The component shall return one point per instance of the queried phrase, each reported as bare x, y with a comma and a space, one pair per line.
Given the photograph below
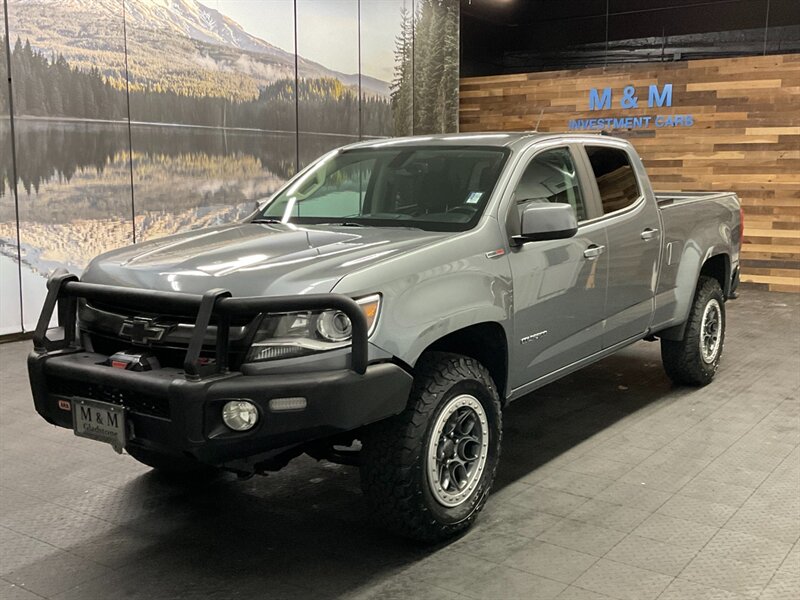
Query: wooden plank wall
745, 137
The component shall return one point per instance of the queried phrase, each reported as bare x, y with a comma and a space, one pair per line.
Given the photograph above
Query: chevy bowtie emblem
143, 331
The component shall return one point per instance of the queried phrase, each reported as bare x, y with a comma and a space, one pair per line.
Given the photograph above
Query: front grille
127, 310
135, 401
168, 356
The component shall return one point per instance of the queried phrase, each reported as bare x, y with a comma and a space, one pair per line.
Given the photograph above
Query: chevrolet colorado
382, 308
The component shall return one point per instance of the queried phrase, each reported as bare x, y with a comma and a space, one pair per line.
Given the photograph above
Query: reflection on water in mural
211, 89
75, 199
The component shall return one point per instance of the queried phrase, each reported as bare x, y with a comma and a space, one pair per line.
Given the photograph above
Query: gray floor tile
784, 585
679, 532
548, 501
623, 581
582, 537
610, 516
635, 496
716, 569
653, 555
700, 511
55, 573
575, 483
682, 589
506, 583
553, 562
748, 548
785, 528
716, 491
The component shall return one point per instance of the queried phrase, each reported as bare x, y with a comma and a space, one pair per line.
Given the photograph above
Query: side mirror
548, 221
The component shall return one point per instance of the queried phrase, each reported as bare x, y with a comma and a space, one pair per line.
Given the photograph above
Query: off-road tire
683, 359
395, 451
170, 465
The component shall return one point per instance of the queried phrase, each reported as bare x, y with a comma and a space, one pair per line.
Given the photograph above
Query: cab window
550, 177
616, 180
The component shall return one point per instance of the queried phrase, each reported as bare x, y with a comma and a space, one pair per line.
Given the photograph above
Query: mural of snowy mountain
178, 45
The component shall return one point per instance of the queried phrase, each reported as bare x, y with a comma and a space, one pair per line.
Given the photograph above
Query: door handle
594, 251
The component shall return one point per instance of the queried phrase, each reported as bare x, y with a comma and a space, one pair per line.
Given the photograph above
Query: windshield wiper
345, 224
270, 221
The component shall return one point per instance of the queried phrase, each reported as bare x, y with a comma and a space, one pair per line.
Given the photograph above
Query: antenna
536, 129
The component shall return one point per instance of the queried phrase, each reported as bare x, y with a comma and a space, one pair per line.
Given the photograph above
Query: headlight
298, 334
239, 415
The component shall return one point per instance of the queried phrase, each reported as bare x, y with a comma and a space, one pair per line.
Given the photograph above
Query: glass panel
669, 30
386, 67
550, 177
212, 110
10, 315
67, 66
436, 66
327, 44
616, 180
437, 189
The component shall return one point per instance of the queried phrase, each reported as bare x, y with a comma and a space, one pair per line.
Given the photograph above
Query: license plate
99, 421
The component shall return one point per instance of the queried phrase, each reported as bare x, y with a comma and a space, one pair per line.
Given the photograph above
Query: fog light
240, 415
287, 404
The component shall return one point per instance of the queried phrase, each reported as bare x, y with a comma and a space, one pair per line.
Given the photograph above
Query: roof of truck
484, 138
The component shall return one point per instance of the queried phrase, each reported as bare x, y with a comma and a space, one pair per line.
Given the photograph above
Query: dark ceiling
506, 36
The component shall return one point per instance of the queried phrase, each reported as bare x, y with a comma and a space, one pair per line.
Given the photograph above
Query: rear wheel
694, 359
427, 472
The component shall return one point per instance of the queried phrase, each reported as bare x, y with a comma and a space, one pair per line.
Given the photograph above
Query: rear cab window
616, 179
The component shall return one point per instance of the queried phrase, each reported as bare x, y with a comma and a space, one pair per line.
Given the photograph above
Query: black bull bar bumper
179, 411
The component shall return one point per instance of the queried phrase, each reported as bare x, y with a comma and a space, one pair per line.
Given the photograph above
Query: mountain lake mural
140, 118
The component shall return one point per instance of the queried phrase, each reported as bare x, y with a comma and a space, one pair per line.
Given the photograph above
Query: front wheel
694, 359
427, 472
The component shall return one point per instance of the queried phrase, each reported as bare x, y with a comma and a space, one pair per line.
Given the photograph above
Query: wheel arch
486, 342
716, 266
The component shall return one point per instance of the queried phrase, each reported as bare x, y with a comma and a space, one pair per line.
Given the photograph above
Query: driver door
559, 285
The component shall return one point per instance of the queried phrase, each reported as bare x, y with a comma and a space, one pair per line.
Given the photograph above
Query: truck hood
254, 259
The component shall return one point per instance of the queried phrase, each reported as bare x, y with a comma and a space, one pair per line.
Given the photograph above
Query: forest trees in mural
134, 119
424, 91
54, 88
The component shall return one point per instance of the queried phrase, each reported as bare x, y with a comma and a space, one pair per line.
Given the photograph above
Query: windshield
436, 189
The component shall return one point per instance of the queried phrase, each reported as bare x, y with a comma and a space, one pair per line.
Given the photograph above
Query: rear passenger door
634, 241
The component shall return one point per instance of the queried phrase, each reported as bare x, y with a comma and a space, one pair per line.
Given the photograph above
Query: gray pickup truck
382, 308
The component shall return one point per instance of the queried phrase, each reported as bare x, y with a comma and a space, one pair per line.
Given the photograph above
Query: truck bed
667, 199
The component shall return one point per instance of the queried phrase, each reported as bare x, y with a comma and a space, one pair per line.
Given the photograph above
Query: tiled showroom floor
613, 484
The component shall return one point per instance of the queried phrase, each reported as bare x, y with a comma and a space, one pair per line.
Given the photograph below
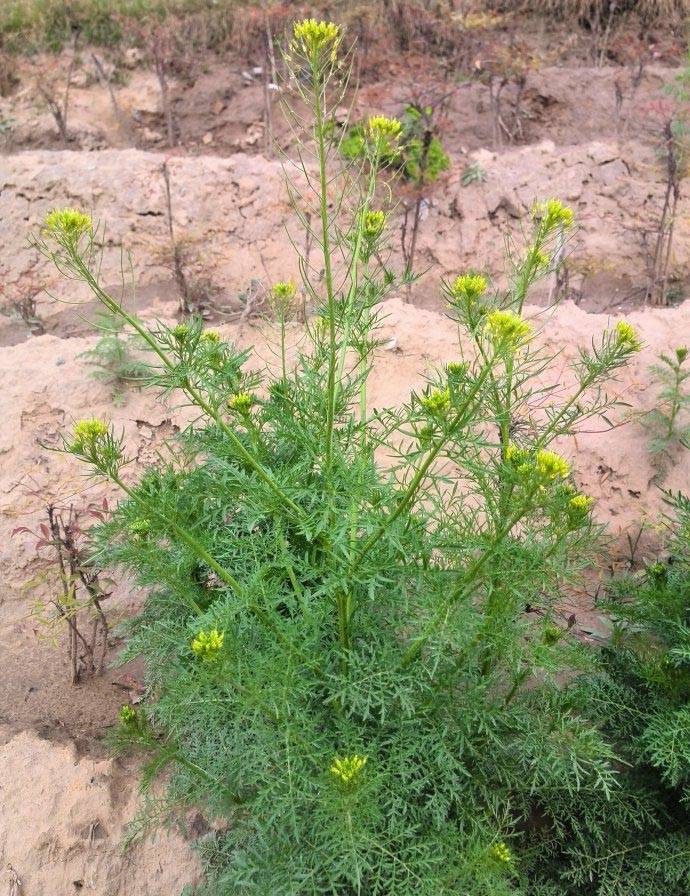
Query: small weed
474, 173
79, 601
116, 359
668, 423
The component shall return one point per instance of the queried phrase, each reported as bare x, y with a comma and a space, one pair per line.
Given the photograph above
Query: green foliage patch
361, 666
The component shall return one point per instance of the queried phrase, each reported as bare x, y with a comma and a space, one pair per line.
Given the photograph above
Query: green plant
359, 667
667, 421
639, 840
115, 357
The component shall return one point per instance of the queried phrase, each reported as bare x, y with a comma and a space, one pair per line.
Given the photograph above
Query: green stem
319, 128
468, 581
192, 393
408, 497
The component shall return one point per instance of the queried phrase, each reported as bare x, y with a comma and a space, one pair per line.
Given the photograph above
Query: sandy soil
64, 803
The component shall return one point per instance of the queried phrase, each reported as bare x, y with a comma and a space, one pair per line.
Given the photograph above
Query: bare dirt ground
64, 803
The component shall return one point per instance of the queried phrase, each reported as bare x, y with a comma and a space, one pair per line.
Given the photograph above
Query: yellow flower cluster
312, 38
456, 369
139, 529
437, 402
210, 337
553, 214
581, 503
348, 768
86, 434
507, 329
502, 853
373, 225
68, 224
626, 337
207, 645
241, 403
468, 288
551, 466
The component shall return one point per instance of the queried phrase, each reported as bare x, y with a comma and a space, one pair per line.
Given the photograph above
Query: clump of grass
668, 423
361, 668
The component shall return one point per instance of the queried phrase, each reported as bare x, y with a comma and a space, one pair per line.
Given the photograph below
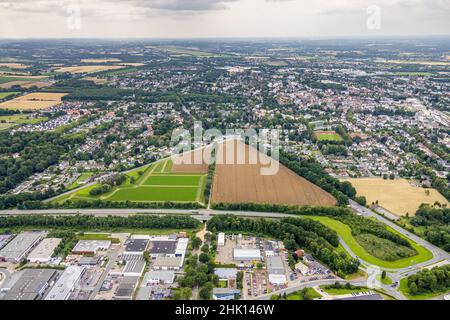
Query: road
205, 214
5, 275
308, 284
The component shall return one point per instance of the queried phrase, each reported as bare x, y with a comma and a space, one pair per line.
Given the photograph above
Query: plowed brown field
244, 183
188, 164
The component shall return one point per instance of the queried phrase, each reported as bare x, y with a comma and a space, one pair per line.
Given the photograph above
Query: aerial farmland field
153, 183
87, 69
327, 136
243, 183
397, 196
33, 101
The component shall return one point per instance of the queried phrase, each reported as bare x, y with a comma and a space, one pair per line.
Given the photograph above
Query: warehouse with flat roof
20, 246
31, 285
134, 267
155, 277
91, 246
44, 251
163, 248
66, 283
167, 263
136, 246
246, 254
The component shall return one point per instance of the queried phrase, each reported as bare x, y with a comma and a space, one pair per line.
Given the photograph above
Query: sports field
327, 136
153, 183
397, 196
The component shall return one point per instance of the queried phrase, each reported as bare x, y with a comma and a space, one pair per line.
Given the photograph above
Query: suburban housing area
349, 202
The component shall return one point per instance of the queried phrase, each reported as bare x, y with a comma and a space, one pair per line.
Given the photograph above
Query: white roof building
221, 239
158, 276
181, 249
66, 283
302, 268
20, 246
91, 246
277, 279
246, 254
44, 251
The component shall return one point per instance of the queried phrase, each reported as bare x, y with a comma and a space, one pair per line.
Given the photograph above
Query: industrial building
66, 283
246, 254
181, 248
20, 246
225, 294
44, 251
163, 248
221, 239
31, 285
88, 261
126, 288
4, 238
226, 273
159, 277
167, 263
134, 265
136, 246
276, 271
302, 268
91, 246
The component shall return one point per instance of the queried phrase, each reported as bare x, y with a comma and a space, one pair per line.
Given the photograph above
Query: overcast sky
222, 18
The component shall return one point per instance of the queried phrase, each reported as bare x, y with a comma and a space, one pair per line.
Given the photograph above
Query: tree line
88, 222
436, 222
430, 281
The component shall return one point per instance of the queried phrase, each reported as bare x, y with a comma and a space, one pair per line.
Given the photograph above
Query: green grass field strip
82, 177
181, 180
156, 194
405, 290
345, 233
168, 166
201, 190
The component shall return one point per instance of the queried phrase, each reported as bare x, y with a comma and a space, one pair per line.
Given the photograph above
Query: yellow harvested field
238, 179
96, 80
105, 60
88, 69
34, 101
14, 65
132, 64
25, 84
187, 162
397, 196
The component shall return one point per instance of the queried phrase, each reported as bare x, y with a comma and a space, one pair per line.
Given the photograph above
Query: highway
396, 275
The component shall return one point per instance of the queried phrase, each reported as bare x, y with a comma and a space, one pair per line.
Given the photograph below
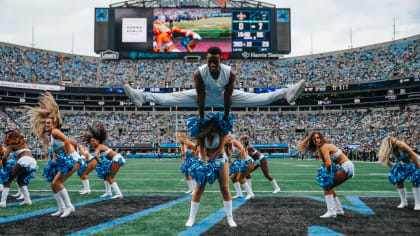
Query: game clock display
251, 30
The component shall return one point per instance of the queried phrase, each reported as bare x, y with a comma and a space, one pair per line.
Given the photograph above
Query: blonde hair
48, 109
385, 150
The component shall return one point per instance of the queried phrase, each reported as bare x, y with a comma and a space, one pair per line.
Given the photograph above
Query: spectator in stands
260, 160
47, 119
336, 170
110, 161
214, 83
407, 166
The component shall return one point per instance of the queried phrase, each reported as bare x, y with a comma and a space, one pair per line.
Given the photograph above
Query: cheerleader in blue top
240, 168
47, 119
336, 170
210, 133
407, 165
109, 162
21, 167
187, 151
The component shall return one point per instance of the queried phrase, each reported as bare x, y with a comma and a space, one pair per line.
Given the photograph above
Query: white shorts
348, 168
27, 161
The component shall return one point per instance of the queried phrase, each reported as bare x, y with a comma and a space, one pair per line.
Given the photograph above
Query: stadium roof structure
193, 3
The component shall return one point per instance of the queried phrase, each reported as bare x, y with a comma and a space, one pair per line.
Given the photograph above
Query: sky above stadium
329, 21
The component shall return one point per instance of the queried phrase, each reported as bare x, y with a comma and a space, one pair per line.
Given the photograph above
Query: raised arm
201, 93
228, 94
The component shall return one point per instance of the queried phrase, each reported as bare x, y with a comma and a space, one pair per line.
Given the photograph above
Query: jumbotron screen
178, 32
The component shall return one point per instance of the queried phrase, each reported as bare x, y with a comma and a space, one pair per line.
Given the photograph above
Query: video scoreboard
178, 32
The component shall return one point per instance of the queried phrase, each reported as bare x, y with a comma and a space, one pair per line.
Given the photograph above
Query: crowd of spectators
363, 130
392, 61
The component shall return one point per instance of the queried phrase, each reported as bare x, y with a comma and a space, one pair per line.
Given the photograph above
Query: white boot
69, 208
337, 206
330, 206
249, 193
249, 181
416, 193
118, 194
229, 216
193, 213
4, 195
403, 197
60, 203
26, 196
275, 186
86, 187
108, 192
238, 190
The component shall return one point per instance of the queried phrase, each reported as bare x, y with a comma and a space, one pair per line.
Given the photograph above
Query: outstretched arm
228, 94
201, 93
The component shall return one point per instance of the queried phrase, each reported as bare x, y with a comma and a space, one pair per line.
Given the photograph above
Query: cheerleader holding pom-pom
47, 119
407, 166
109, 162
210, 133
336, 169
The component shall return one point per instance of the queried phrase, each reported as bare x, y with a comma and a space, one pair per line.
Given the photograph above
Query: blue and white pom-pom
325, 179
195, 124
103, 168
415, 176
234, 167
64, 163
5, 172
399, 172
50, 171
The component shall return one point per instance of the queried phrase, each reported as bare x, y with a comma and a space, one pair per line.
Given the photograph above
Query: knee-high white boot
118, 194
249, 193
229, 216
193, 213
26, 196
403, 197
238, 190
108, 192
4, 195
330, 206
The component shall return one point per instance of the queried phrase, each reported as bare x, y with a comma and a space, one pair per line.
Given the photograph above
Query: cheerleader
407, 166
260, 161
337, 168
109, 162
240, 168
210, 133
187, 151
47, 119
20, 168
89, 163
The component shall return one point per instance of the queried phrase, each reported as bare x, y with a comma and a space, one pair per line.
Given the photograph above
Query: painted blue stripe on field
358, 205
37, 213
34, 200
319, 231
125, 219
211, 220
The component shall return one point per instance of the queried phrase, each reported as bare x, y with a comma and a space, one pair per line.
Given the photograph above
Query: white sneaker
85, 192
190, 222
231, 222
67, 212
26, 203
294, 91
402, 205
57, 213
136, 96
106, 195
116, 197
329, 215
276, 190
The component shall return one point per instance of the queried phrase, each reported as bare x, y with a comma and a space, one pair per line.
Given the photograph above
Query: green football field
150, 177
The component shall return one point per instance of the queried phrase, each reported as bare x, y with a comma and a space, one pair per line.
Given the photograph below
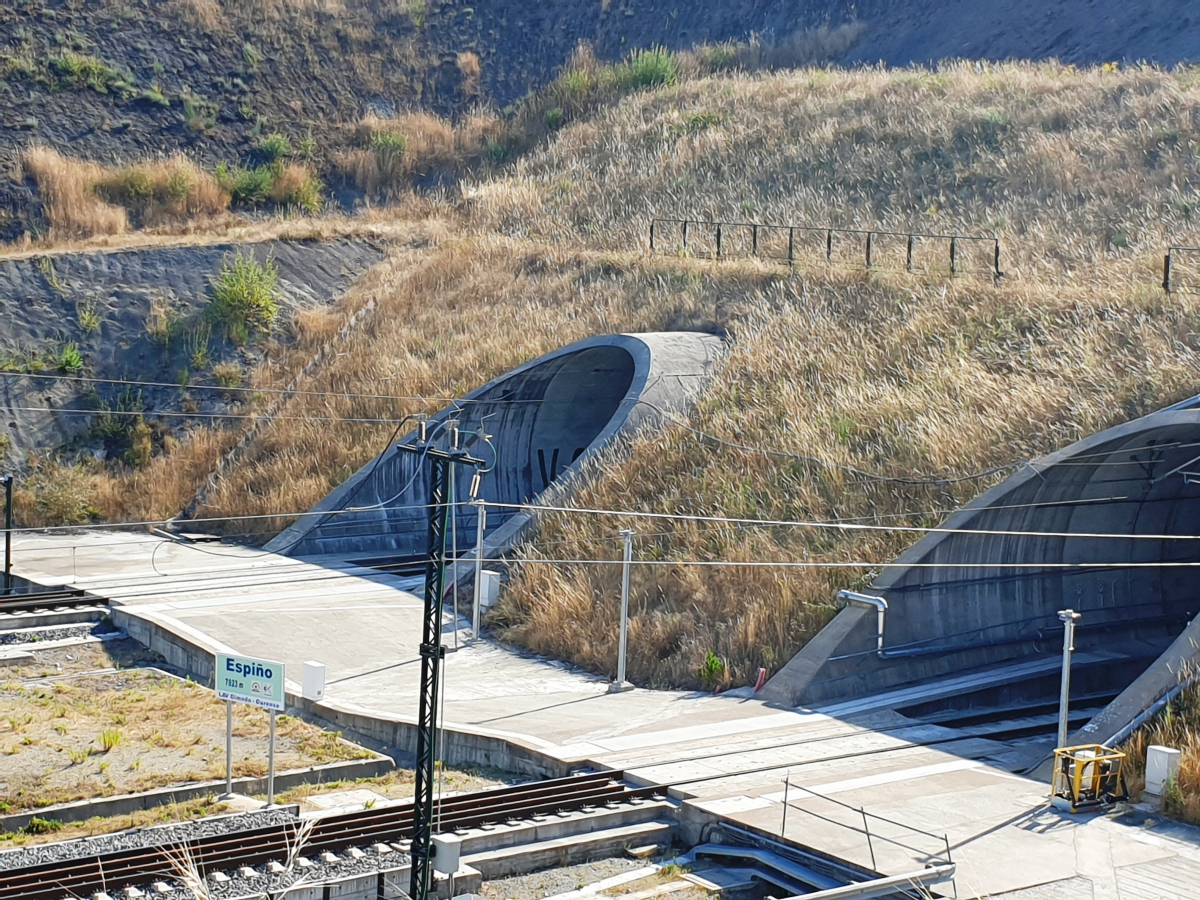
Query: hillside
121, 81
880, 396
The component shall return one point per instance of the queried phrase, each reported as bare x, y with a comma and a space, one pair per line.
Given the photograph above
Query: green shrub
246, 298
42, 826
275, 147
647, 69
70, 360
712, 670
109, 738
389, 144
79, 71
246, 186
89, 319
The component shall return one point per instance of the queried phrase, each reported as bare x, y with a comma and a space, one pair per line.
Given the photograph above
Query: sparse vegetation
943, 376
171, 719
70, 360
1177, 726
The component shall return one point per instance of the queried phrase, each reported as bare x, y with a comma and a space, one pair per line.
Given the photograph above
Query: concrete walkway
921, 786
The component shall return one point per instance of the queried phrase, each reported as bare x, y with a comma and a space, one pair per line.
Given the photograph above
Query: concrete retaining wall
1042, 550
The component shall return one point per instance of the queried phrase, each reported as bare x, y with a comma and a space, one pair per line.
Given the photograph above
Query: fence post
621, 684
7, 534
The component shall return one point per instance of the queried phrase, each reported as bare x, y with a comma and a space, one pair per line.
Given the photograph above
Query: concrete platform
725, 755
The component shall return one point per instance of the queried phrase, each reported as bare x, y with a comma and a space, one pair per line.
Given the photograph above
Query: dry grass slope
1177, 726
1084, 175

********************

Pick out and copy every line in the rows above that contains the string "blue". Case counts.

Query: cheerleader in blue top
Query: blue and white pom-pom
Query: painted blue stripe on field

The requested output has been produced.